→ **EXCERPT TO READ**:
═══

I just made these and loved them. Made a few tweaks – 1/2 c. coconut oil (no seed butter), coconut sugar in place of brown sugar, some molasses, and 1 cup unbleached flour – 1/2 cup almond flour.
Thanks
So glad you enjoyed the recipe, Shannon! Thanks for sharing those tweaks, too :) it’s always so helpful!
These look so yummy!
I have a bag of super fine ground almond flour. Can I substitute it for the pay flour? Thanks!!!
Hey there Cristy, Do you mean can you substitute it for the oat flour? I haven’t tried that myself, so I’m not certain how the cookies would turn out. I’d suggest reading back through some of the previous comments to see if anyone else has tried it (I skimmed quickly and I don’t think they have, but I may have missed someone). If you experiment, please report back! :)
Delicious!! Simply delicious!
Made it with peanut butter and can’t taste it.
Will repeat several times!!
I’ve made these many times now and they are always a hit! Question, can I refrigerate the dough for a day before baking?
Hey Sofiya, I do think you’d be able to chill it for a day! My only suggestions would be to wrap it tightly so it doesn’t dry out, and to let the dough come to room temperature before baking so they still spread out nicely (unless of course you’d like thick cookies) Enjoy!
Hi. These look amazing! Really want to make them but don’t have any type of seed or nut butter in…. could I use vegan butter as a substitute?
Hi Ella, Thanks for your question! Unfortunately, I don’t think swapping nut/seed butter for vegan butter would yield very good results with these cookies, as the two ingredients have different properties in terms of taste, texture ,and so on, and vegan, gluten-free recipes tend to be pretty sensitive to significant changes. I worry especially that they might end up rather crumbly…the nut butter works as a great binder. I hope this helps!
I want to thank you for a recipe that is very good just as is and appreciate your efforts to make these cookies chewy and delicious. I stopped all wheat 6 weeks ago and feel amazingly better physically and no more depression! This is the first baking I have done. Very satisfying even without the extra chocolate chunks, which I left out because the stores are half an hour away and I couldn’t wait to bake these!
Incredible! Will definitely be making again. Subbed sunflower butter for almond butter and they turned our perfectly.
Hey Rachel, That’s great sunflower seed butter worked well for you. Thanks for letting us know!
I love these cookies, have made a handful of times over the past two years and everyone I share them with is impressed as well. Thought I should finally give you a whole hearted thank you! for coming up with this recipe. Also, I’m inspired to explore offshoots with a similar coconut oil/nut butter/oat base for maybe a spice cookie or other non-chocolate varieties for my toddler. Does this cookie have any cousins, by chance? :)
Hey Jennie, Thank you so much for taking the time to leave such a nice review! I’m so happy you love them so much! This cookie doesn’t have any cousins yet but I will definitely try to come up with some this fall/winter :)
These cookies have passed NUMEROUS non gf/non vegan taste tests. People LOVE them and are astounded to find out they’re vegan/gf.
Modifications: No need for mixer. I add a bit more salt sometimes. I always add a few tablespoons or so of nondairy milk and bake them only 8-10 minutes for gooey-er cookies. I think oat flour works better than ground oats (I don’t have a strong food processor/blend). Peanut butter works, but I prefer the sunbutter!
Hey Sarah, Ah, don’t you love when that happens?? I sure do. :) Thank you so much for sharing your tweaks!
Hi! Would it be alright if i used coconut sugar for cane sugar in this recipe?

═══

→ **MATERIAL SHOWN**:
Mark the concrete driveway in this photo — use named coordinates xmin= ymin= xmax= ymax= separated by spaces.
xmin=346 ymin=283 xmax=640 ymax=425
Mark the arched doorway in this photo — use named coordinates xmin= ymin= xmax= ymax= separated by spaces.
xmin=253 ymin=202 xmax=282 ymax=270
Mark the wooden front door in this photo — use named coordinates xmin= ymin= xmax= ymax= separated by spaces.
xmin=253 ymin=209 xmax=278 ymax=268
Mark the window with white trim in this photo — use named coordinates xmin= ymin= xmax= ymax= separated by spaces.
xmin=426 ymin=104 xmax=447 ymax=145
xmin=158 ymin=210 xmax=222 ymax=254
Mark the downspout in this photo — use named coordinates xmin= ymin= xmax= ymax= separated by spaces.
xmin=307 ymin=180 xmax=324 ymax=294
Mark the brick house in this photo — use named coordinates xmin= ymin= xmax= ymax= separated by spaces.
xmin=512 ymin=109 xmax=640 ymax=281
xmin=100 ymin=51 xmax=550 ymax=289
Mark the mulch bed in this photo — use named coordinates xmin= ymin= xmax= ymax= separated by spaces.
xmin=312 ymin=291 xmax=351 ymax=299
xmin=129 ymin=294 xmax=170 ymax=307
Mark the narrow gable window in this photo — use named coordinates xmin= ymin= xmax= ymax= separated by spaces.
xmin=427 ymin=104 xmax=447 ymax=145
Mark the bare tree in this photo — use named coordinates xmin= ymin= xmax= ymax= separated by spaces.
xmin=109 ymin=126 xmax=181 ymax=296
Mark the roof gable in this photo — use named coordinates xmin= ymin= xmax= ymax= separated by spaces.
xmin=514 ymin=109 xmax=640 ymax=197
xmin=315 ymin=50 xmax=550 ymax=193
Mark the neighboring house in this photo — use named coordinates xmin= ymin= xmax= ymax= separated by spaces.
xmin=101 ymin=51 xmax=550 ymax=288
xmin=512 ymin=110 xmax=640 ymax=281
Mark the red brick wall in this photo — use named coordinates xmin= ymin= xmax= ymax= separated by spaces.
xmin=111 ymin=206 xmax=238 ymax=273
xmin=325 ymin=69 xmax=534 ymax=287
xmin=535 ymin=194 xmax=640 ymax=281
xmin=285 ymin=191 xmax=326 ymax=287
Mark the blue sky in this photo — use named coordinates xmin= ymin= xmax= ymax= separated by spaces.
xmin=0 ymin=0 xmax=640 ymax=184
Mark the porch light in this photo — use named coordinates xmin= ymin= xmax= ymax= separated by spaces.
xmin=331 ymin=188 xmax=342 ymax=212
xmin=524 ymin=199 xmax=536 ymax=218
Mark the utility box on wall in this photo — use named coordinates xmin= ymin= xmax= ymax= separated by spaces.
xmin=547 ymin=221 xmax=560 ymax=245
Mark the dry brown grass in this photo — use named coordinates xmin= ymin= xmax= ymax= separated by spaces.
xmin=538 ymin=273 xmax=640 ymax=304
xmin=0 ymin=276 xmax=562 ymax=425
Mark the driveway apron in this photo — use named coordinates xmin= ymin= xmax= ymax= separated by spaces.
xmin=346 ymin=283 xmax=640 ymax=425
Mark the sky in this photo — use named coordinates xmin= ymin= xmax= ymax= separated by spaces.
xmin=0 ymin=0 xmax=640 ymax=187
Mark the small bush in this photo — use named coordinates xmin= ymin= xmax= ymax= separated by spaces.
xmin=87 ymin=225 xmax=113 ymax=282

═══

→ **TASK OBJECTIVE**: Copy the stretch of the recipe comments above from "I love these" through "by chance? :)" word for word.

→ **ANSWER FOR THE TASK**:
I love these cookies, have made a handful of times over the past two years and everyone I share them with is impressed as well. Thought I should finally give you a whole hearted thank you! for coming up with this recipe. Also, I’m inspired to explore offshoots with a similar coconut oil/nut butter/oat base for maybe a spice cookie or other non-chocolate varieties for my toddler. Does this cookie have any cousins, by chance? :)